CONSIGNES DE TRAVAIL:
[1] Selon le texte sur Lalla Taja, de qui cette femme s'occupait-elle d'après la tradition orale ?
[2] Reprenez le texte sur Lalla Taja et prolongez-le à partir de sa dernière phrase.

EXTRAIT À LIRE:
━━━
Dans la vieille médina de Casablanca se trouve un petit mausolée jouxtant l‘ancien consulat de Belgique. Il s’agit de Lalla Taja, Sainte que vénèrent les habitants de la ville. La tradition orale rapporte que cette vénérable femme s’occupait des enfants abandonnés. Elle leur donnait un abri et se démenait pour les habiller et les nourrir. Tout le monde la connaissait, l’histoire ne dit pas si on la respectait mais on la laissait tranquille. La vie de Lalla Taja allait un jour basculer quand le Consul de Belgique est venu élire domicile non loin de son quartier général. On ne sait si c’est par altruisme, très en vogue en Europe à l’époque, ou par amour de ces petits « indigènes » perdus sans toit, mais il est venu apporter son aide à la sainte femme. Une aide qui prend la forme de subventions comme le font de nos jours ce qu’on appelle les ONG qui s’arrachent les aides surtout auprès des chancelleries occidentales (de l’Amérique au Japon, en passant par l’Europe). Lalla Taja ne refusa pas la charité.
Mais là où la sainte femme ne voyait que soutien supplémentaire pour apporter le bonheur aux petits bambins, la foule, la «populace» y voyait des visées sexuelles du mécréant. C’est ce que dit l’histoire toujours. Nous ne savons pas non plus qu’elles étaient les visées du Consul belge surtout dans le Maroc de l’époque, alors sous les pressions et les convoitises étrangères.
On accusa Lalla Taja d’avoir été la maîtresse du chrétien, et on la lapida sur la place publique, là même où se tient son mausolée. Une autre version de l’histoire parle d’une simple mise en quarantaine, ce qui attrista profondément Lalla Taja et la fit rentrer dans une dépression profonde qui finit par l’emporter…
Très peu de temps après sa mort, on découvrit qu’elle était innocente, un sentiment de culpabilité profond regagna alors la foule et, en guise de pénitence, on lui dressa un mausolée. Depuis, les femmes viennent chaque jeudi ou vendredi pleurer leurs morts en présence de l’âme de la sainte femme. Une forme de pénitence en cours dans les pays du Maghreb. C’est toujours l’histoire orale qui est relatée ici.
L’enseignement tiré de cette anecdote est hautement instructif. L’histoire doit se situer vers la fin des années 1800. Un siècle et demi à peu près s’est écoulé et les Lalla Taja, victimes de leur sexe, continuent sans cesse à tomber sous le coup de la vindicte populaire. Dans ce genre d’affaire, c’est la foule qui fait la loi.
━━━
DONNÉES EXTRAITES:
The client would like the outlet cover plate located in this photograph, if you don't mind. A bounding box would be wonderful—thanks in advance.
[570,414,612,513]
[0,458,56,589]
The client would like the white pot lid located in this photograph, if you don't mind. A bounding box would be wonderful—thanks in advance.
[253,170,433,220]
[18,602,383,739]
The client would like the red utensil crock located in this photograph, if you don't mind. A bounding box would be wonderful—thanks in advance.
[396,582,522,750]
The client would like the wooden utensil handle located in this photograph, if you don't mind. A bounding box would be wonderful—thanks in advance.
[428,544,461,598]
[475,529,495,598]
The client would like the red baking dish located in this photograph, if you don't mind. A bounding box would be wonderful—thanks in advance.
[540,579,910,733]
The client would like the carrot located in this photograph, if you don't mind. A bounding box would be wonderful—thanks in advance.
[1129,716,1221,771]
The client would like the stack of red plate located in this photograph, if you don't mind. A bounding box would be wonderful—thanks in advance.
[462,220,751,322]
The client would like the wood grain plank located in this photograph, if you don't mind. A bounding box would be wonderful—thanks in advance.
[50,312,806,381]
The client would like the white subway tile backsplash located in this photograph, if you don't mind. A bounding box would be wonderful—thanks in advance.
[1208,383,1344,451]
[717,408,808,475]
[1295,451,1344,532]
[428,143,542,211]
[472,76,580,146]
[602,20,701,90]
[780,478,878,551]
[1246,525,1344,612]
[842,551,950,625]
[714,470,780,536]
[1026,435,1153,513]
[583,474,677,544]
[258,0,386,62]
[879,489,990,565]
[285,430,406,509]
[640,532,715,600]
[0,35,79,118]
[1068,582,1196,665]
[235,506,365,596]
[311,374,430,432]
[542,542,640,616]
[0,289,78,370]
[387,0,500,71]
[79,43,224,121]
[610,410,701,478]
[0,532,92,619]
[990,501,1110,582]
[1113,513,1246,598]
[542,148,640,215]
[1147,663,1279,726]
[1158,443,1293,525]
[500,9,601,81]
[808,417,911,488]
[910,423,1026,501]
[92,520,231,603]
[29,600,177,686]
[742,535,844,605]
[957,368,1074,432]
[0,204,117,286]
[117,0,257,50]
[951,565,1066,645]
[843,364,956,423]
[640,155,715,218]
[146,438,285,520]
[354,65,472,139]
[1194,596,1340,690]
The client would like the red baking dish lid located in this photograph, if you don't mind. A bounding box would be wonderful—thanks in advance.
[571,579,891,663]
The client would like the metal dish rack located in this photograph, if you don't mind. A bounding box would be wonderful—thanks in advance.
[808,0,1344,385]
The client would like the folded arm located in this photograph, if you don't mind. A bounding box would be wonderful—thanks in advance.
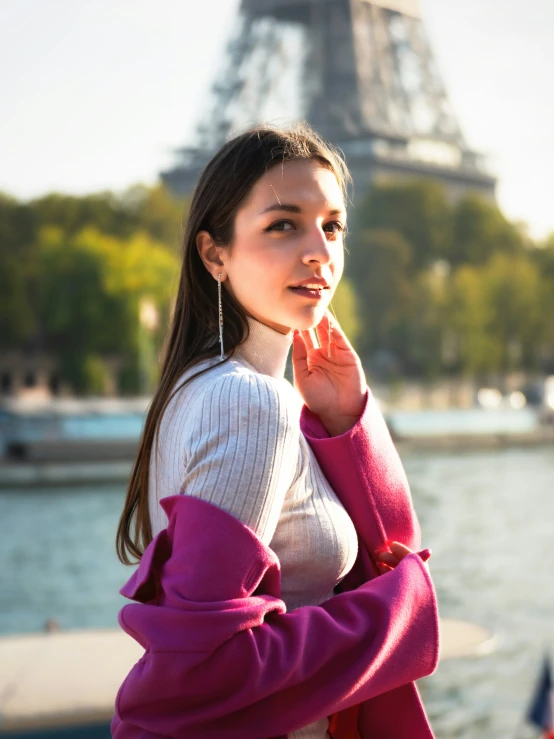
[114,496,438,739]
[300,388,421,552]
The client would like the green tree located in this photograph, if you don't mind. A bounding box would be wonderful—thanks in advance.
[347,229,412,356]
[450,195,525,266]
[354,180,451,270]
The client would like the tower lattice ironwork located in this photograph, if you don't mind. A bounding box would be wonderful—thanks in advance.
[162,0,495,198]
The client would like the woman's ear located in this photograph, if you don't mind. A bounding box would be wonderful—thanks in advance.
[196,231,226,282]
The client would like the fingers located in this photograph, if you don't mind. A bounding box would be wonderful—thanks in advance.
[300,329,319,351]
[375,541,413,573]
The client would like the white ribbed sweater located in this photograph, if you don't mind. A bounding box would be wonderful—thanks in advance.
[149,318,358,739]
━━━
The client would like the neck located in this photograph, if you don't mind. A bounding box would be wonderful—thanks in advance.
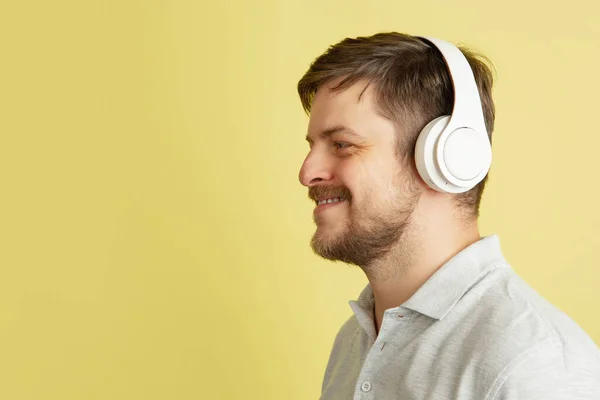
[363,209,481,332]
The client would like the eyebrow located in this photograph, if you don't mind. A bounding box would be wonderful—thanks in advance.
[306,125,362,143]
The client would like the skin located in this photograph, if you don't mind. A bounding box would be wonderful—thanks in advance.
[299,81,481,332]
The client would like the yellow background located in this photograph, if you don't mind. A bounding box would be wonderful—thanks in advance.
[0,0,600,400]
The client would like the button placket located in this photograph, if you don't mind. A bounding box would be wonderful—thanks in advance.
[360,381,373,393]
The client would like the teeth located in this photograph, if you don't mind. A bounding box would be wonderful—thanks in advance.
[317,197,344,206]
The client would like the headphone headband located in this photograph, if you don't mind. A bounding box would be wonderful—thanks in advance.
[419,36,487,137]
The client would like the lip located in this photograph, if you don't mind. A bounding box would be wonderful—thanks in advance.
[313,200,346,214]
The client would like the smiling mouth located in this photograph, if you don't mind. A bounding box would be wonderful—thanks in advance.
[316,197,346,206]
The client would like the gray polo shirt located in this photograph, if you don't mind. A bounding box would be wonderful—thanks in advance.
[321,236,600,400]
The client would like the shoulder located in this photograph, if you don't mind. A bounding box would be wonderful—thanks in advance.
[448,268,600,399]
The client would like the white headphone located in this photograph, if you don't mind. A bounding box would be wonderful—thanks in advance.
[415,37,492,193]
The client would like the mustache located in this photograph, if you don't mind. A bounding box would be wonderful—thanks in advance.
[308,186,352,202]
━━━
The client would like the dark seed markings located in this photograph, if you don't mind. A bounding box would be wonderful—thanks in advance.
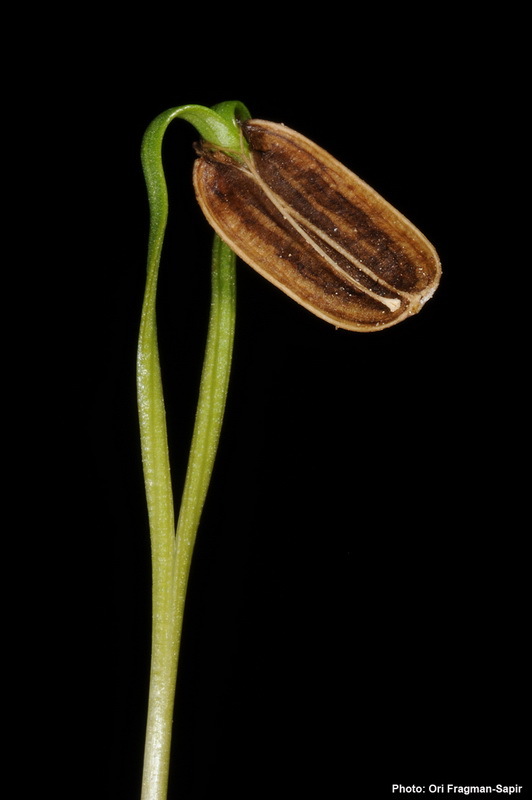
━━━
RÉPONSES AUX EXERCICES:
[1] Des enfants abandonnés.

[2]
D’un coup, le sexe de cette femme était devenu une propriété collective. Les mâles de tous les âges revendiquent leur part de l’organe maudit, les femmes elles aussi se découvrent des penchants particuliers pour la morale et s’érigent en gardiennes de la vertu. Dans chaque quartier, village ou hameau, une femme seule, qui ne relève ni de l’autorité du père, de celle du frère ou du cousin, devient la propriété de la communauté. Comme on ne peut la partager, on la sacralise et on lui interdit tout rapport sexuel et surtout avec l’étranger. En fait, c’est son sexe qui devient une propriété de la communauté.
On surveille en général le vagin de la femme parce qu’il est le réceptacle du sperme. Le sperme fut et reste dans nos sociétés un capital dont la gestion revient au patriarcat. Peu importe si le problème est lié à l’héritage, et au fait que la femme peut subitement quitter la tribu et emporter une partie du bien collectif. Mais, autour de cela et à travers les siècles, on inventa, toute une théorie de la servitude de la femme afin de la pousser à abandonner elle-même son pouvoir sur son sexe ; à défendre elle-même le point de vue du patriarcat.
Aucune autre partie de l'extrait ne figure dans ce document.